WORK REQUIRED:
Please rewrite these rows with "Put down a dot" changed to "Place a point" everywhere it occurs, keeping everything else the same. Omit the pictures from your version.
BEGIN PROVIDED RECORDS
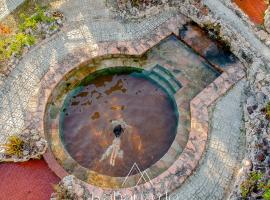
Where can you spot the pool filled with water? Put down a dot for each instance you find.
(107, 98)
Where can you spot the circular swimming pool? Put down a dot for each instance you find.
(116, 117)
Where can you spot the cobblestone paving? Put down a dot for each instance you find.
(224, 152)
(85, 26)
(7, 6)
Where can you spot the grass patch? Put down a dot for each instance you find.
(29, 18)
(14, 146)
(256, 182)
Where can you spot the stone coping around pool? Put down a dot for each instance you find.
(184, 166)
(52, 132)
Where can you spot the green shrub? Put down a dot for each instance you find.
(250, 184)
(14, 146)
(255, 182)
(32, 21)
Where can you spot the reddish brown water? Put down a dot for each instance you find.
(87, 124)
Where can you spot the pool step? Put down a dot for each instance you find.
(161, 81)
(158, 69)
(165, 79)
END PROVIDED RECORDS
THE RESULT:
Where can you spot the pool filled with water? Place a point for each instance you find.
(107, 98)
Where can you spot the circular swimming pool? Place a point for each instance you find.
(116, 117)
Where can you spot the cobblestone paving? Place a point for each instance you find.
(224, 152)
(85, 26)
(7, 6)
Where can you spot the grass patch? Place a point for each instance you find.
(29, 18)
(14, 146)
(256, 182)
Where can you spot the stone coping around pool? Place a point for each instance you find.
(184, 166)
(52, 132)
Where can you spot the green shrub? Place a point for each instance you find.
(250, 184)
(14, 146)
(255, 182)
(32, 21)
Where can you spot the reddish brown water? Place a point for each instance you find.
(87, 124)
Where can you spot the pool step? Place a point for each instance you find.
(161, 81)
(158, 69)
(165, 79)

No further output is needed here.